§ WHAT IS ASKED: Which lines in the listing below contain the word "dark"? Gather each of them and copy it in full.

★ ★ ★

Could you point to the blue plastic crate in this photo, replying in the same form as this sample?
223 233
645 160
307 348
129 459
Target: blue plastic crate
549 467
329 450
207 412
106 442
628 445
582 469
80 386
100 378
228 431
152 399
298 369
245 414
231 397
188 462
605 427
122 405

★ ★ ★

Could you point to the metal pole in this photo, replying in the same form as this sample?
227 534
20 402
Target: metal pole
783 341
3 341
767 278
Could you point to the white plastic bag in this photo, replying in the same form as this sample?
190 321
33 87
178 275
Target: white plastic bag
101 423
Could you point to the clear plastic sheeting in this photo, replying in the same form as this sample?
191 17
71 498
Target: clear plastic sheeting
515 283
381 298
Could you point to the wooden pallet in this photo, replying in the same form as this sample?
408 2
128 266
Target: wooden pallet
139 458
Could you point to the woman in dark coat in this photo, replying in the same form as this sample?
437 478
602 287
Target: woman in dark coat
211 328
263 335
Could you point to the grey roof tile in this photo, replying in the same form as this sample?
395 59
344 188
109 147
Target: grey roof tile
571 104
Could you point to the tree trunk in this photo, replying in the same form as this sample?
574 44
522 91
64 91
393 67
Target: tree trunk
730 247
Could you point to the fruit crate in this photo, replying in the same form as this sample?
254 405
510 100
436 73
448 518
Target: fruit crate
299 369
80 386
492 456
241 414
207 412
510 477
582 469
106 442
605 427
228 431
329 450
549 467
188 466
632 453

★ ★ ★

§ WRITTEN RESPONSE:
Could you point to the woman in dark coat in this photo, replying in the same form as this sample?
Target: woman in dark coat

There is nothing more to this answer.